Aquilo que mantemos dentro

Talvez um dos assuntos que mais chamou atenção na premiação do Oscar do ano passado, foi a manifestação contrária a um evento, onde a maior parte dos selecionados, bem como a maior parte dos vencedores era branca. Hashtags como #WhyOscarsaresowhite e #BlackOscars bombaram na rede e, muito provavelmente, isso foi um dos motivadores para que esse ano tivéssemos tantos filmes com personagens negros, dirigidos por negros e produzidos por negros em destaque, entre eles: Fences, ou como foi traduzido (muito bem, por sinal), Um Limite entre nós.

Denzel Washington e Viola Davis estrelam um dos filmes mais densos da temporada. Baseado na peça teatral homônima da Broadway, a qual deu à Denzel um Tony. Justamente ele, Denzel, além de protagonizar a história de Troy, também produziu e dirigiu o filme, assumindo um projeto quase panfletário, mas elegante, que se apoia nas atuações para marcar presença e chamar atenção.
Desde o trailer, passando pela primeira cena do filme, Um Limite entre nós já mostra a que veio. Dá o tom pesado ao enredo, deixando-o tenso e alongado, e dando aquela sensação de que não passa e não acontece até o seu desfecho. Sendo este ritmo, talvez, um dos grandes problemas do longa, justamente porque se apoia tão fortemente no texto teatral da peça, fazendo com que as cenas ficassem cênicas demais, lembrando realmente uma peça de teatro sendo gravada em vídeo. A distribuição dos atores em cena, bem como o jogo deles de trocar de lados, entrar e sair, gesticular e configurar os seus personagens, é muito bem marcado e a direção de Denzel, assim como a edição do longa, foram contidas e até um pouco sisudas, deixando o filme longo demais e com poucos momentos realmente memoráveis.

## OBJETIVO 1
Informe quantas linhas dos registros contêm a palavra "white", levando em conta maiúsculas e minúsculas, e responda somente com o número.
A resenha e os registros têm origens distintas.

## REGISTROS EXTRAÍDOS

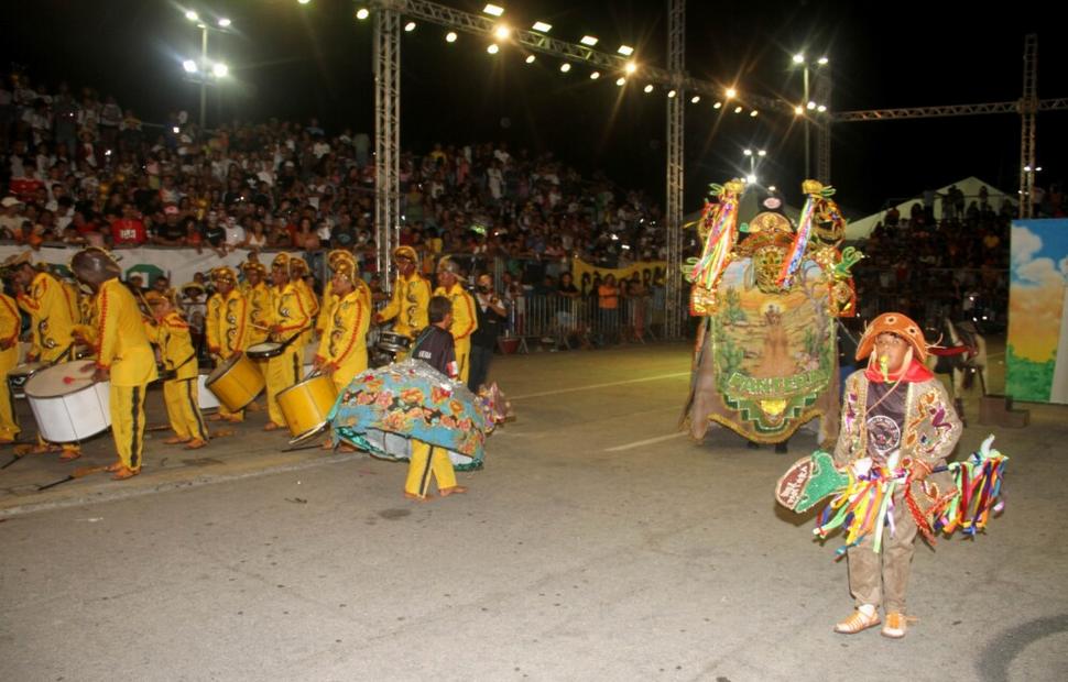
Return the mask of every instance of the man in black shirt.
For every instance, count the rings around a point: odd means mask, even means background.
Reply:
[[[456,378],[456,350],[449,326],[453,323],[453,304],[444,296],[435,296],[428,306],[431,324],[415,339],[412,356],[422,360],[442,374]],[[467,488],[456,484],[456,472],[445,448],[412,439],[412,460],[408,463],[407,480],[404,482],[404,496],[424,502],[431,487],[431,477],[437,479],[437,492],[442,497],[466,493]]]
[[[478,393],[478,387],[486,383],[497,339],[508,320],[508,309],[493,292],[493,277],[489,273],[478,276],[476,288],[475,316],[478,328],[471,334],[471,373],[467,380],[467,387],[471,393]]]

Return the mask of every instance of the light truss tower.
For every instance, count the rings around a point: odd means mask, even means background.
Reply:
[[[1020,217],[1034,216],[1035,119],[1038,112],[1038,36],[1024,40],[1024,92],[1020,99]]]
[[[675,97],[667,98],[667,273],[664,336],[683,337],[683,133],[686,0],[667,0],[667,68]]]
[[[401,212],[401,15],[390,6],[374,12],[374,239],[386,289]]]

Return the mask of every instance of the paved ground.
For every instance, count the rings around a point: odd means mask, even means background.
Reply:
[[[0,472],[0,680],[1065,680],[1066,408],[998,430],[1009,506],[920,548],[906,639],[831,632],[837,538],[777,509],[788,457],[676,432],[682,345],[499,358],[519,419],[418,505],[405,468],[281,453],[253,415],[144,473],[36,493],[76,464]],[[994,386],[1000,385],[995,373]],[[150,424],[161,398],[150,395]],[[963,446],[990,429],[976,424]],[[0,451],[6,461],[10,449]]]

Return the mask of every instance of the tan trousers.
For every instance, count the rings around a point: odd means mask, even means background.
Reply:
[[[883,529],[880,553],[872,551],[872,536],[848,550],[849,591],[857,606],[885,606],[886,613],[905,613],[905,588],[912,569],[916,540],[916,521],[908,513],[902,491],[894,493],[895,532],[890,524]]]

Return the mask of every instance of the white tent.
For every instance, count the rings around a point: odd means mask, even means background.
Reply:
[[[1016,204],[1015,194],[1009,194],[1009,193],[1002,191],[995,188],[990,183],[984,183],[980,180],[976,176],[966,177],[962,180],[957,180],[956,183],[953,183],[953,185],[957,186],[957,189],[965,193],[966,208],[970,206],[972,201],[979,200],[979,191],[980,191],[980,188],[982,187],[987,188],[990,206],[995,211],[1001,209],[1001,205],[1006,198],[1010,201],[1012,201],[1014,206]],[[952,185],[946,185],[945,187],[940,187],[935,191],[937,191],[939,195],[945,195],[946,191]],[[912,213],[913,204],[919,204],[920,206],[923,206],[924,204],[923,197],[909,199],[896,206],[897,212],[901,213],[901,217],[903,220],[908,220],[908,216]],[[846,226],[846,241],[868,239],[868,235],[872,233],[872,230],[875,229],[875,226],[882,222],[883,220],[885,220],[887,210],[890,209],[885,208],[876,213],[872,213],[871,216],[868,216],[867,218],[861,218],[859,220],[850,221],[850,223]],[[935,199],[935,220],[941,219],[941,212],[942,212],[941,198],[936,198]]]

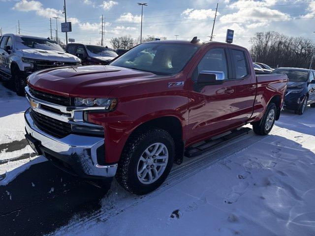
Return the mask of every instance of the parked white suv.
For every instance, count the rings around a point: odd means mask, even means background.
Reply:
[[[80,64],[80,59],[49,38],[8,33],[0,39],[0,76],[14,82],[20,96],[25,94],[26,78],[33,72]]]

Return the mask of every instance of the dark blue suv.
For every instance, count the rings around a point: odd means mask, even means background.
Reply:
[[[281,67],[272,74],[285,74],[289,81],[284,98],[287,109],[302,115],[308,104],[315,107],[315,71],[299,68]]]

## OBJETIVO 2
Indique se cada afirmação concorda com a resenha sobre Um Limite entre nós, respondendo sim ou não e citando literalmente as palavras da resenha que decidem: (a) Denzel Washington também dirigiu o filme. (b) A peça da Broadway rendeu um Tony a Viola Davis. (c) A edição do longa é descrita como ágil e expansiva.

## RESULTADO CORRETO 1
2

## RESULTADO CORRETO 2
(a) Sim: "também produziu e dirigiu o filme".
(b) Não: "a qual deu à Denzel um Tony".
(c) Não: "assim como a edição do longa, foram contidas e até um pouco sisudas".